:: Dataset extract ::

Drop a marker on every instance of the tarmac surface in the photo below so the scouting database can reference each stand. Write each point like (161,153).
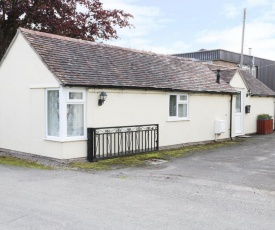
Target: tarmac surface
(232,187)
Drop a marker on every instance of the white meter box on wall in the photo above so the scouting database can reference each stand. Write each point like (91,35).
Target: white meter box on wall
(219,126)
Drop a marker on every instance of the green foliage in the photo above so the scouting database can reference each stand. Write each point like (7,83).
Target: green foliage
(264,116)
(61,17)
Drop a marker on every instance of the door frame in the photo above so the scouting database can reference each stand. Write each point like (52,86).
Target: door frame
(240,114)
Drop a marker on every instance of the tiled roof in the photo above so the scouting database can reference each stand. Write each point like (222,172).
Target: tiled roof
(82,63)
(256,87)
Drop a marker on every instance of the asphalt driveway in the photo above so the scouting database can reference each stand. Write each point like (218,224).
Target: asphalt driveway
(227,188)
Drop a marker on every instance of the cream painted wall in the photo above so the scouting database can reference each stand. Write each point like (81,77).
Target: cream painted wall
(259,105)
(124,107)
(23,78)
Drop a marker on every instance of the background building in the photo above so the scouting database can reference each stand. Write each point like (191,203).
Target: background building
(261,68)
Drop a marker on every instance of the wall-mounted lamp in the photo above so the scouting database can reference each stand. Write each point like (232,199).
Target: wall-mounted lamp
(102,98)
(249,93)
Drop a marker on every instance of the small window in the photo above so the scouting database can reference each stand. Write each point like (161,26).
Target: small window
(53,113)
(178,106)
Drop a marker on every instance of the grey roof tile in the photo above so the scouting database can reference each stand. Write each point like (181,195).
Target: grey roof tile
(82,63)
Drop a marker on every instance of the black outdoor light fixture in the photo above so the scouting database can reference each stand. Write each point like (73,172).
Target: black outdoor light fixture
(249,93)
(102,98)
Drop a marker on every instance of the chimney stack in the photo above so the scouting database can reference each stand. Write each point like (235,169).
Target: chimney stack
(218,76)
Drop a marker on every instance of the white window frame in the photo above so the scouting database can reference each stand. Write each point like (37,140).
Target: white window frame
(46,113)
(64,100)
(184,102)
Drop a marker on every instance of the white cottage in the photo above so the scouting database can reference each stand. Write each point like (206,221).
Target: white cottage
(253,98)
(52,90)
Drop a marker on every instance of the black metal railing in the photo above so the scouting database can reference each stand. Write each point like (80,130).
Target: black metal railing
(122,140)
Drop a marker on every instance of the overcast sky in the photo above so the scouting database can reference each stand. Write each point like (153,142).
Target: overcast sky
(180,26)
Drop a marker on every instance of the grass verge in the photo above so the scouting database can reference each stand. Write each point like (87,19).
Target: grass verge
(21,163)
(139,160)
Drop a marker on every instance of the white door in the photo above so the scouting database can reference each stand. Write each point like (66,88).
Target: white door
(239,114)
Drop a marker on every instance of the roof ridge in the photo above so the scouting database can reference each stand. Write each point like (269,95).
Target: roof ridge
(64,38)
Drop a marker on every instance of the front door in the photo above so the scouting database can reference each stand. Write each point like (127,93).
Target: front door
(239,114)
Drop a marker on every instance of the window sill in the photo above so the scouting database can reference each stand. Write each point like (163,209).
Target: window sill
(65,140)
(177,119)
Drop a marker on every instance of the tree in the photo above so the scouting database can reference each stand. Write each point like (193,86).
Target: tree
(83,19)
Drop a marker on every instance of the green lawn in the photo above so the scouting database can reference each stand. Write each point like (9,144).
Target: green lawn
(21,163)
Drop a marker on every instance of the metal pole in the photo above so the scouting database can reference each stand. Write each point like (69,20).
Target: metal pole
(244,15)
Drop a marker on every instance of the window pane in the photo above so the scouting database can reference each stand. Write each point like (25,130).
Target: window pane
(53,112)
(183,97)
(76,95)
(182,108)
(75,120)
(238,103)
(173,106)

:::

#### [Exercise]
Print the records above exactly as they stand, but leave out the pictures.

#### [Task response]
Drop a marker on every instance of the tarmac surface in the photo below so the scouting database can reference each stand. Write each point like (161,153).
Target: tarmac surface
(232,187)
Drop a marker on every instance of the white meter box on wall in the photo above so the scouting database can reference each stand. Write each point like (91,35).
Target: white meter box on wall
(219,126)
Drop a marker on every instance of the green foliage in the photo above so the scouting database can reference each stand. Write each point like (7,83).
Target: green foliage
(264,116)
(61,17)
Drop a marker on every instance of the door frame in the photo above so the scouting database can reference each stand. Write each point like (52,86).
Target: door frame
(240,114)
Drop a marker on every instance of the tiled roof in the photo above so the scouting database can reference each stand. Write each point like (222,172).
Target: tiled roof
(82,63)
(256,87)
Drop a marker on every instance of the asphalt driveway in the photo above so the scouting database can reference each stand. Write each point like (218,224).
Target: asphalt driveway
(227,188)
Drop a marker on every instance of the cream painted wall in the photo above so the scouting database can reference each stand. Write each point like (81,77).
Target: cream painted wall
(259,105)
(124,107)
(23,78)
Drop a marker on every instance of the background building in the photo above so the scouting database can reference each stand. Write each point like (191,203).
Target: background building
(261,68)
Drop a marker on every instance of the wall-mounted lamp in the photo above so the scouting database can reference each stand. Write each point like (232,199).
Target: wall-mounted lamp
(102,98)
(249,93)
Drop a marker on every instance of the small window in the photo above so the scouting database can reference each stand. Write each point like (161,26).
Target: small window
(53,113)
(178,106)
Drop a marker on every instance of the grey roof tile in the photo above so the scouting database can reference each stand. Write each point like (181,195).
Target: grey roof tile
(82,63)
Drop a marker on every instance of the black outdoor light fixture in the photo above so the scouting database can reference each stand. Write each point like (73,172).
Target: black outdoor light fixture
(249,93)
(102,98)
Drop a marker on every instance of the chimney stack in the photo above so the scouting database can reference each stand. Write each point like (235,169).
Target: chimney stack
(218,76)
Drop a marker on every instance of the white window frame in the photo above so the scouting database can reference each stand. Write each point like (37,140).
Target: white window frame
(46,113)
(64,100)
(184,102)
Drop a marker on every instance of the white cottage in the photo above so the scouting database can reference each stand. Write each point like (206,221).
Target: white cottage
(253,98)
(52,90)
Drop a marker on every instance of the black metal railing in the photo above so the scouting database can reference each stand. Write each point like (80,130).
Target: black metal railing
(122,140)
Drop a marker on every instance of the overcast sky in the photo above so the scouting database can reference each stand. Write each point like (153,142).
Target: overcast sky
(180,26)
Drop a marker on every instance of the grass verge in the photo above so the scouting database can reference each stand. Write each point like (87,19).
Target: grass verge
(21,163)
(139,160)
Drop a marker on every instance of the white door in the photo above so the scouting database can reference each stand. Write each point like (66,88).
Target: white door
(239,114)
Drop a marker on every instance of the roof ridge in the photo above so the scouting database can reference each stand. Write each point like (269,95).
Target: roof ridge
(64,38)
Drop a marker on every instance of the front door in the photo above so the scouting database can reference each stand. Write each point like (127,93).
Target: front door
(239,114)
Drop a marker on every instance of the window sill in the photo above so the scouting database can reference each stand. Write each point like (163,209).
Target: window sill
(65,140)
(177,119)
Drop a marker on every instance of the tree in the photo above so the scouting database can reference each stand. Write each point like (193,86).
Target: tree
(83,19)
Drop a marker on every instance of the green lawn in the photo above so the scouting database can reference each stand. Write each point like (9,144).
Target: green lawn
(21,163)
Drop a marker on every instance of the metal pole in the photo above so the scouting database can reference each stand. Write each point like (69,20).
Target: metal pole
(244,15)
Drop a marker on every instance of the window pane in the photo above so the scouting database can reference each stand. Write each point like (25,130).
Target: window pane
(53,112)
(183,97)
(76,95)
(182,108)
(75,120)
(238,103)
(173,106)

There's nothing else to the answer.